▶ WORK ITEM:
Please retype the listing exactly as it appears, skipping each picture.
+ + +
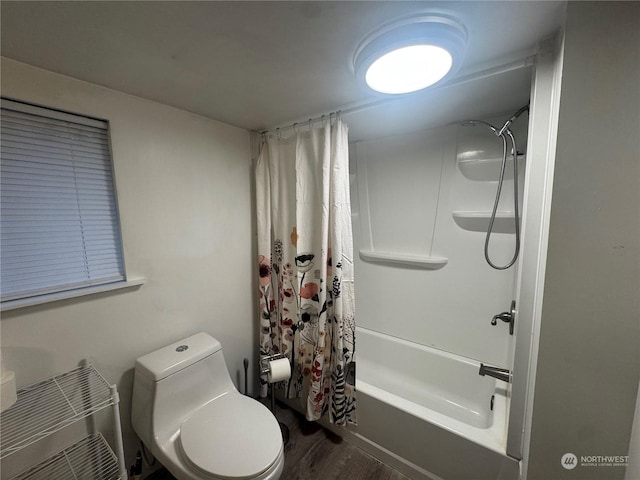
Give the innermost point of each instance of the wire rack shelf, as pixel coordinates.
(49, 406)
(91, 458)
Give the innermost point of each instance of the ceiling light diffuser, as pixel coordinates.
(410, 54)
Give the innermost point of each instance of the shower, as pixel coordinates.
(504, 132)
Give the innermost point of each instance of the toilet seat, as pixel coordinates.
(231, 437)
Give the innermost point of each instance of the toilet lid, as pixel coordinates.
(231, 437)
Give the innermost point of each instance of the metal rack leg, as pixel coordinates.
(118, 433)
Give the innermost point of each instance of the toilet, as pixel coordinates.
(188, 413)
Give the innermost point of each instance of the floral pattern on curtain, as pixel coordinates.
(305, 257)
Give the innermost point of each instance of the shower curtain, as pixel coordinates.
(305, 259)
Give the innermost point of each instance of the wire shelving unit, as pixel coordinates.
(47, 407)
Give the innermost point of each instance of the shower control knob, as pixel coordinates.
(507, 317)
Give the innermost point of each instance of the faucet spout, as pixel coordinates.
(500, 373)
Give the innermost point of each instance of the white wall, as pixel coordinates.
(184, 193)
(408, 187)
(589, 350)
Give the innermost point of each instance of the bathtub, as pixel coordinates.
(428, 413)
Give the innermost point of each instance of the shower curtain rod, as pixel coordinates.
(359, 107)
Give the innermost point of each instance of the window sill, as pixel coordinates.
(81, 292)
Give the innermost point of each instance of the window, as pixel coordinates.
(58, 215)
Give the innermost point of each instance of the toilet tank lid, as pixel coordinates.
(177, 356)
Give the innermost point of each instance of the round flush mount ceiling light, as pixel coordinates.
(410, 54)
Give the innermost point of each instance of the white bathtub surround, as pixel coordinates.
(434, 408)
(305, 257)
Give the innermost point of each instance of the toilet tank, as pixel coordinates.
(173, 382)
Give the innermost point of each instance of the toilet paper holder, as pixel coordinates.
(264, 362)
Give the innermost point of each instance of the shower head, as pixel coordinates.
(473, 123)
(505, 127)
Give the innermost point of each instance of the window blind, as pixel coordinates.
(59, 225)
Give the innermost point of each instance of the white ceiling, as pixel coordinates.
(262, 64)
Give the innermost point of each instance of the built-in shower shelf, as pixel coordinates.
(401, 259)
(479, 221)
(488, 169)
(90, 458)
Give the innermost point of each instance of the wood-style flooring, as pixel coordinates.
(314, 453)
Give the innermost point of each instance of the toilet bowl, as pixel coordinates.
(189, 414)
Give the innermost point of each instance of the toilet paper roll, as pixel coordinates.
+ + +
▶ ANSWER BOX:
Give the innermost point of each instance of the wire rack shelf, as pixel coordinates.
(49, 406)
(91, 458)
Give the innermost point of each instance of the ceiling light diffuser, as pixel coordinates.
(410, 54)
Give the innermost point of each instance of the shower, as pixel coordinates.
(504, 132)
Give the innermost point of each instance of the toilet seat, as pixel coordinates.
(231, 437)
Give the innermost point of each instance of the toilet lid, as pixel coordinates.
(231, 437)
Give the innermost point of each instance of the metal rack leg, as pixel coordinates.
(118, 433)
Give the innermost point of each instance of the toilet, as pixel coordinates.
(188, 413)
Give the innermost point of each instance of the floral pattern on curtain, as pixel coordinates.
(305, 257)
Give the innermost point of each instance of the shower curtain, as pixel coordinates.
(305, 259)
Give the innermost point of each instance of the wire shelving unit, as pixel coordinates.
(47, 407)
Give the innermost point of each instance of the shower control knob, as pixel coordinates.
(507, 317)
Give the innermost point of each instance of the faucet spout, as pixel coordinates.
(500, 373)
Give the innermost point of each instance of the white wall, as pixel coordinates.
(184, 193)
(408, 187)
(589, 350)
Give the innermost point of each instance of the bathtub, as pixel coordinates.
(428, 413)
Give the innermost point of each instance of the shower curtain rod, as pixel coordinates.
(359, 107)
Give the innermost point of each instance of the window sill, as pixel coordinates.
(81, 292)
Give the innermost point of each instance of the window, as pixel coordinates.
(58, 215)
Give the innermost point of each instance of the toilet tank lid, as pixel coordinates.
(177, 356)
Give the innermost point of each instance of the round flush mount ceiling light, as pixel coordinates.
(410, 54)
Give the innermost point of each instance of the white bathtub surround, as pixel coordinates.
(434, 408)
(305, 257)
Give the innermost point of each instance of the toilet tank, as pixel coordinates.
(173, 382)
Give the innermost point of each instance of the toilet paper holder, as pixel coordinates.
(264, 362)
Give the innermost point of each instance of the shower head, as pixel coordinates.
(473, 123)
(505, 127)
Give the innermost point of each instance of the window blind, as pixel coordinates.
(59, 225)
Give the innermost point of each instance of the white ceiling, as pixel coordinates.
(262, 64)
Give the innermost point of each instance of the built-in shower shelf, as pixel coordinates.
(401, 259)
(479, 221)
(488, 169)
(90, 458)
Give the innermost point of each instance of the wood-style flooring, as pixel coordinates.
(314, 453)
Give the innermost point of each instance of the toilet bowl, as pixel coordinates.
(189, 414)
Give the innermost point of each instance of the toilet paper roll, as pixel coordinates.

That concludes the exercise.